[Records of labeled points]
--------

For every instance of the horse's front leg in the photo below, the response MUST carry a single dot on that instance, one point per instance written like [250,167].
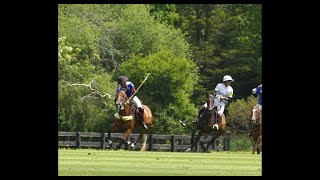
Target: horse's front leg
[125,139]
[256,146]
[195,142]
[212,141]
[112,128]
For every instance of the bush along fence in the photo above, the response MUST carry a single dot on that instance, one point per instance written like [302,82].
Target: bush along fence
[155,142]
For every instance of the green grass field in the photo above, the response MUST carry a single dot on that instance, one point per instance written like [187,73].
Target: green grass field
[91,162]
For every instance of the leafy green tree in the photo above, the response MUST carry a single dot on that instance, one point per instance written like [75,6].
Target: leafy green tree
[167,90]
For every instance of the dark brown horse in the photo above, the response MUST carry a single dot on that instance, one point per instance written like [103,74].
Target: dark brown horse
[256,130]
[204,126]
[127,120]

--------

**Given task**
Format every line of all the records as a single numbered list, skipping any blank lines and leaving the pictures out.

**Exercise output**
1. For every instance of the horse's front leg in the photo below, the response MUST carry a single dot on that instance, one point per instance written like [250,167].
2. Target: horse's front leg
3. [125,139]
4. [256,146]
5. [195,142]
6. [212,141]
7. [112,128]
8. For every instance of the bush along fence in the photo above, the response MUST carry a single dot on that instance, one point per instance written like [302,82].
9. Target: bush along fence
10. [155,142]
11. For every instance of the green grass field in the photo above, the response MUST carry a single dot on that instance, one point per instance written like [187,73].
12. Target: green grass field
13. [91,162]
14. For every instance of the leafy green tree in the photo above, the response MUST carry a single dot on that instance, one point per instance written like [75,6].
15. Target: leafy green tree
16. [167,90]
17. For every instance of the dark brown horse in the photo above, the response MUST carry a single dot on that instance, one point per instance written like [103,74].
18. Target: dark brown horse
19. [256,130]
20. [204,126]
21. [127,120]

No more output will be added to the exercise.